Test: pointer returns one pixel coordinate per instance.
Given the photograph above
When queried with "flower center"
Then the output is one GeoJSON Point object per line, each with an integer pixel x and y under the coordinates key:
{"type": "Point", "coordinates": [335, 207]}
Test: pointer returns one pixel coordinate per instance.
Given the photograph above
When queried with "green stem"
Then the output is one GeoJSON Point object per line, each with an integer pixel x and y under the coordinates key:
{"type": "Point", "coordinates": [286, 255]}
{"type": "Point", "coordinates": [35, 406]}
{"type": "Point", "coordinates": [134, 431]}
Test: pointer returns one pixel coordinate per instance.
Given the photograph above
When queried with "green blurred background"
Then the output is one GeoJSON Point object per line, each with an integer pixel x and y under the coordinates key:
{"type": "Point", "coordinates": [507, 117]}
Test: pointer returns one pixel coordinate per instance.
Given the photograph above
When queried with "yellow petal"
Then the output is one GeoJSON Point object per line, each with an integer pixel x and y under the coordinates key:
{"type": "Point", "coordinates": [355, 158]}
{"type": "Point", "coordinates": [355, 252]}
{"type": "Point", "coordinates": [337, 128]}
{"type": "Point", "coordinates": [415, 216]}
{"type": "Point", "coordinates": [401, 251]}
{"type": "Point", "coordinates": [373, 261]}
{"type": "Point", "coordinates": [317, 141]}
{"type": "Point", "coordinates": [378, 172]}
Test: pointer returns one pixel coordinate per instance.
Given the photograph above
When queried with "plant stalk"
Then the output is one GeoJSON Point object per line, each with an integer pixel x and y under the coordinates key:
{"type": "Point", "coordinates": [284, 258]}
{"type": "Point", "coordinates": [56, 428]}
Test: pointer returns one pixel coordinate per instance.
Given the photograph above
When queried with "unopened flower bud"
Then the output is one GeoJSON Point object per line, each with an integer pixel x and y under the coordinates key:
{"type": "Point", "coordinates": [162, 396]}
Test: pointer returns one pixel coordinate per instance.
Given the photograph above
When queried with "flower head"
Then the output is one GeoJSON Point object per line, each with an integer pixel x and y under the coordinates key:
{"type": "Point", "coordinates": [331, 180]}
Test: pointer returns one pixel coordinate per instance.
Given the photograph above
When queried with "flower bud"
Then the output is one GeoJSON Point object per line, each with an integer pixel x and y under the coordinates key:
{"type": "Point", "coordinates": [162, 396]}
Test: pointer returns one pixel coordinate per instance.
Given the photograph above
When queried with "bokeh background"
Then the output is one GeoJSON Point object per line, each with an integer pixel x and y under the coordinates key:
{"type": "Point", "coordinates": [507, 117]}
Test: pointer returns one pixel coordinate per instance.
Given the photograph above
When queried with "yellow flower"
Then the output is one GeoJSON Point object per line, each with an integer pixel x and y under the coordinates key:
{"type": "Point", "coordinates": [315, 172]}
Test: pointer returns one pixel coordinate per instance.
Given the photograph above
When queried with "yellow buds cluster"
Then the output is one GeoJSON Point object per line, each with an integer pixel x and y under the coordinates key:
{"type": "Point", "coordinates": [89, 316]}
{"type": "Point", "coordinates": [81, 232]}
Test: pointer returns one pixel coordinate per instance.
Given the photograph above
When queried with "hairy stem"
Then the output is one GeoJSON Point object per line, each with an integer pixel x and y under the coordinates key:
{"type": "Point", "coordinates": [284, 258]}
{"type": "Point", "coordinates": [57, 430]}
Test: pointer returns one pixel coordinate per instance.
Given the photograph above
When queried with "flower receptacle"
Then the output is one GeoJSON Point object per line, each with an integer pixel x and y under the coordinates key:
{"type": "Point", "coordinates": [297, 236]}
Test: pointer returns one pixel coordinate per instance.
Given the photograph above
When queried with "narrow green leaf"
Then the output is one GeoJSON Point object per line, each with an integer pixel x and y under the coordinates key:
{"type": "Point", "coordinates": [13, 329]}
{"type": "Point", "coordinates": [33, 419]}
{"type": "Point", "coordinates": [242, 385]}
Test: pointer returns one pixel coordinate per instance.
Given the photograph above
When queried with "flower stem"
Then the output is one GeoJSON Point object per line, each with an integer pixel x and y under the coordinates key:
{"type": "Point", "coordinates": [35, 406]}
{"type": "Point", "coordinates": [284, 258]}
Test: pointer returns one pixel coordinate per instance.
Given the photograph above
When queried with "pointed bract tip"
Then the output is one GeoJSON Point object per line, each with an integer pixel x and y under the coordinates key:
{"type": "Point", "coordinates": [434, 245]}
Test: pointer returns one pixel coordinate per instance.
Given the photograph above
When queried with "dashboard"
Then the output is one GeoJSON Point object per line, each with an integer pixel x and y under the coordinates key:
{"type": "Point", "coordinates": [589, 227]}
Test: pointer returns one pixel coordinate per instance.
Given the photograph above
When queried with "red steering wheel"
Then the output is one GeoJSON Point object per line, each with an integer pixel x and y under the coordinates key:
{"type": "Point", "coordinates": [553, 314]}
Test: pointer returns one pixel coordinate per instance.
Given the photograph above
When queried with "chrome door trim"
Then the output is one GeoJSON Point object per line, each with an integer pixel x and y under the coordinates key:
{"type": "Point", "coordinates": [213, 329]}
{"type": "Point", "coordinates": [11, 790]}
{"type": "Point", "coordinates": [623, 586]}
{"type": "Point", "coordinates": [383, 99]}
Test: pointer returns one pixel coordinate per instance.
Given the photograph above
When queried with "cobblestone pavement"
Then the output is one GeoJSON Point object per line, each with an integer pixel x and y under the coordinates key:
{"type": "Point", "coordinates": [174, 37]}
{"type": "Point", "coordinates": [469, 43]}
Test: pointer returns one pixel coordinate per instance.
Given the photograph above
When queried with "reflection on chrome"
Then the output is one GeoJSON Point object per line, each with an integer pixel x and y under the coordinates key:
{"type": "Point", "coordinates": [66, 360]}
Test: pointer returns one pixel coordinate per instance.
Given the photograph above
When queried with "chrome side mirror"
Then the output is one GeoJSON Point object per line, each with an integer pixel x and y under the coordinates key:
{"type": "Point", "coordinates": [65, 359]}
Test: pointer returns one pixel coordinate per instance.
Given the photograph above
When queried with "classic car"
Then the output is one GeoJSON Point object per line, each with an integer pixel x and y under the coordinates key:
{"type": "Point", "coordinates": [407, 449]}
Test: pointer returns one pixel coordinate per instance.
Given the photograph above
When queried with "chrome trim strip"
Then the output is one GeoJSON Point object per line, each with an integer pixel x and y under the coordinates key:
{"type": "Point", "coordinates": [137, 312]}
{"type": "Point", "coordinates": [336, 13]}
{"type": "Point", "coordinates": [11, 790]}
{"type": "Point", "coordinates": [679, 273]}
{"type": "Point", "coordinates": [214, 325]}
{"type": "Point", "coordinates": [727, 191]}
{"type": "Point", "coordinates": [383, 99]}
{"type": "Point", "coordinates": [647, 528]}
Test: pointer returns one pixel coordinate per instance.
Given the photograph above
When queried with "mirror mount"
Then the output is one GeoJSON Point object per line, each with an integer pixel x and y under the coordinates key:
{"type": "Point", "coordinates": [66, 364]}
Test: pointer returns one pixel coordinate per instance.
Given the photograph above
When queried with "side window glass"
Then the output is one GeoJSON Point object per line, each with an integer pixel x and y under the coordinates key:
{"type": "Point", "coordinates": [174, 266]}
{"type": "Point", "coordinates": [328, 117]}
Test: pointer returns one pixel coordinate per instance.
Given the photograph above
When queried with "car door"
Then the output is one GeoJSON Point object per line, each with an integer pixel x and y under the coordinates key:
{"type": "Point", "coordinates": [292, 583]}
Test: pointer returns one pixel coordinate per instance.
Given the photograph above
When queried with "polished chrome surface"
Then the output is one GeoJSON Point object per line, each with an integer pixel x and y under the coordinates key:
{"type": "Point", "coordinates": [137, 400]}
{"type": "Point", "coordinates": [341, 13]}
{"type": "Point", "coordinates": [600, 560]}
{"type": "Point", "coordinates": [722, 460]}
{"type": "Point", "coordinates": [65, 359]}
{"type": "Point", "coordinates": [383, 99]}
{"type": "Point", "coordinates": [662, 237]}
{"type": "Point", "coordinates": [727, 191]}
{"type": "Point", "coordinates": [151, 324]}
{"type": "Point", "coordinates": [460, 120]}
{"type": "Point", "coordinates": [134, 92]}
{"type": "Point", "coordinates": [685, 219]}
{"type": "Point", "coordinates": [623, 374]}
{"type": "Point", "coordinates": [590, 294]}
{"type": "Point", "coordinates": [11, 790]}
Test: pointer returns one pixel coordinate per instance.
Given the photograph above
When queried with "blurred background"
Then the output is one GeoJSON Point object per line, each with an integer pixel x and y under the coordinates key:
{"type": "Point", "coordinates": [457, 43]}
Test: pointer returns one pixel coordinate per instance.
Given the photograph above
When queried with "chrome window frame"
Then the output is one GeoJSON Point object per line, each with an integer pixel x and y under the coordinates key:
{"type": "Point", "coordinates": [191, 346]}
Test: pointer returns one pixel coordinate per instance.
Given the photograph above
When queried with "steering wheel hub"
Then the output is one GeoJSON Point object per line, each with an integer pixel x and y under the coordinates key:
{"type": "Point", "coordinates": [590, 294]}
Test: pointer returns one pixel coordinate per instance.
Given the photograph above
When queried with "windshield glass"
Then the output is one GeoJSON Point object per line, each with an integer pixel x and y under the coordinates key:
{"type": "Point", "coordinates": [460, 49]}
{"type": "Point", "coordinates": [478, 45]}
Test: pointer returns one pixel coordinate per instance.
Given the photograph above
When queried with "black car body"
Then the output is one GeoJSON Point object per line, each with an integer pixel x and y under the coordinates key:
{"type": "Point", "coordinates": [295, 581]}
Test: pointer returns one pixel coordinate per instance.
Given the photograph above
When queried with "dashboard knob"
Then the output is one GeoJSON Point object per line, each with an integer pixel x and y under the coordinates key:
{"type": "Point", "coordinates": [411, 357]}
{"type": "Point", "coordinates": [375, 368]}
--- --- ---
Problem description: The answer must consist of each line from the entries that contains the string "stem".

Your response:
When queried with "green stem"
When queried with "hairy stem"
When queried with "flower stem"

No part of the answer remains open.